Selected extract section start

ABB is looking for a Machine Learning Engineer to own the stability, scalability, and performance of production-grade ML platforms. You will design and enhance backend services, orchestration layers, and system integrations that power critical ML workflows, ensuring resilient system architectures in distributed settings. You will also serve as a senior technical anchor for cross-functional teams and external vendors, supporting our mission to use information technology to provide valuable, reliable, and competitive services.
What You'll Do
- Oversee the design, improvement, and ownership of backend services that support ML workflows, ensuring well-architected systems across service boundaries, data flow, scalability, fault tolerance, performance, and maintainability.
- Diagnose and fix complex production incidents involving Spark jobs, Airflow pipelines, Azure ML runs, and AKS services through in-depth root-cause analysis.
- Design and maintain Dockerized services and Kubernetes (AKS) deployments, contribute to CI/CD pipelines, and establish best practices for configuration management and scaling.
- Serve as the primary technical contact, working with data scientists, ML engineers, business analysts, platform teams, and external vendors to convert business needs into scalable backend architectures.
- Coach less experienced engineers on system design and complex debugging techniques.

Selected extract section end
Extracted data section start

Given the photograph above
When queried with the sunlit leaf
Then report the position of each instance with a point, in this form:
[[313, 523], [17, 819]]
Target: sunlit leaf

Extracted data section end

Activity →
Reproduce the passage of the job posting verbatim, starting at "ABB is looking" and ending at "performance, and maintainability.".

Task output →
ABB is looking for a Machine Learning Engineer to own the stability, scalability, and performance of production-grade ML platforms. You will design and enhance backend services, orchestration layers, and system integrations that power critical ML workflows, ensuring resilient system architectures in distributed settings. You will also serve as a senior technical anchor for cross-functional teams and external vendors, supporting our mission to use information technology to provide valuable, reliable, and competitive services.
What You'll Do
- Oversee the design, improvement, and ownership of backend services that support ML workflows, ensuring well-architected systems across service boundaries, data flow, scalability, fault tolerance, performance, and maintainability.